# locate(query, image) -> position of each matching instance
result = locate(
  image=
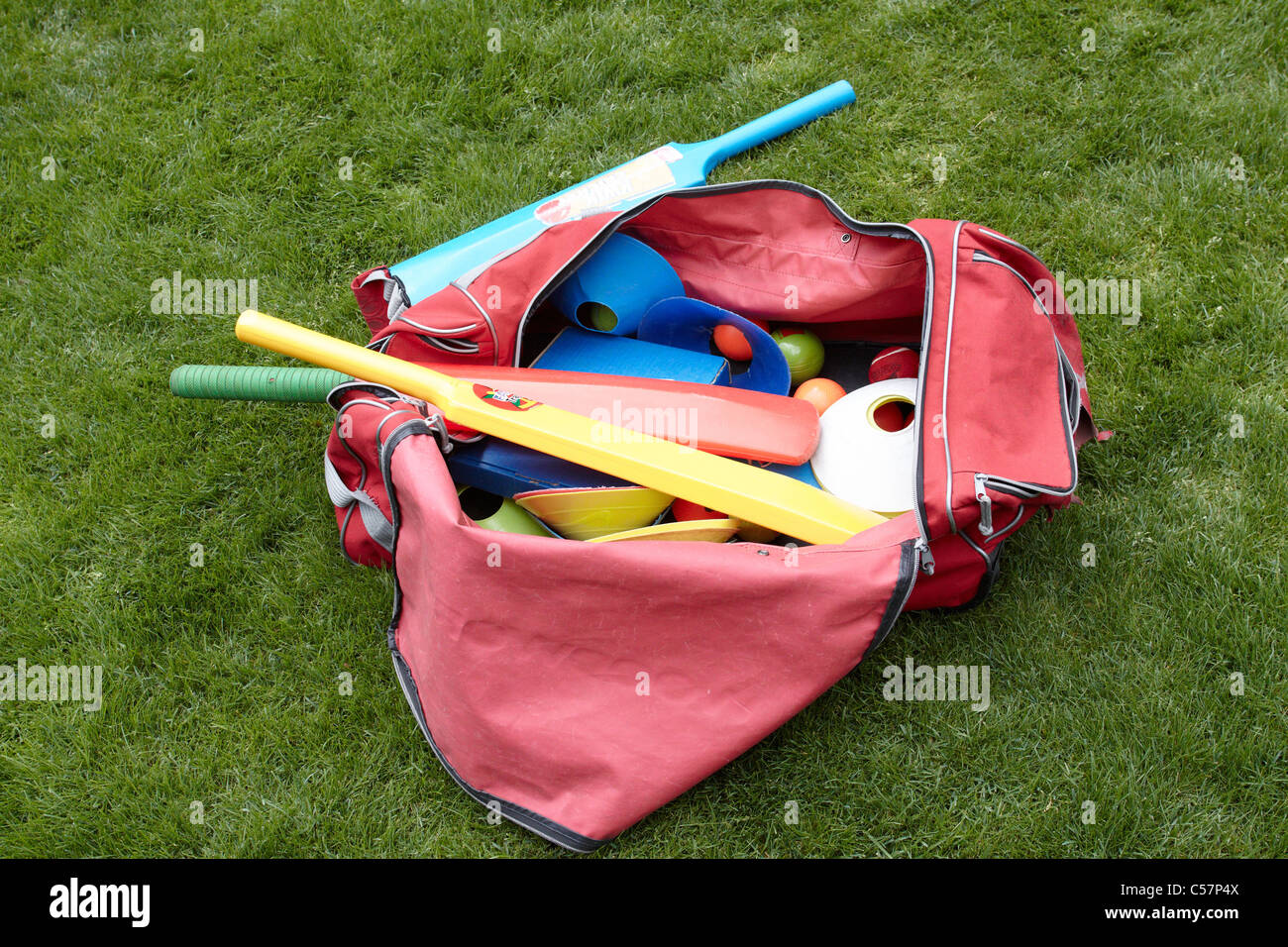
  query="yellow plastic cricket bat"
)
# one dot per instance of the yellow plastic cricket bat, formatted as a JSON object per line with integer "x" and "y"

##########

# Work request:
Which lines above contain the word "image"? List them.

# Task response:
# locate(query, image) -> position of each matching instance
  image=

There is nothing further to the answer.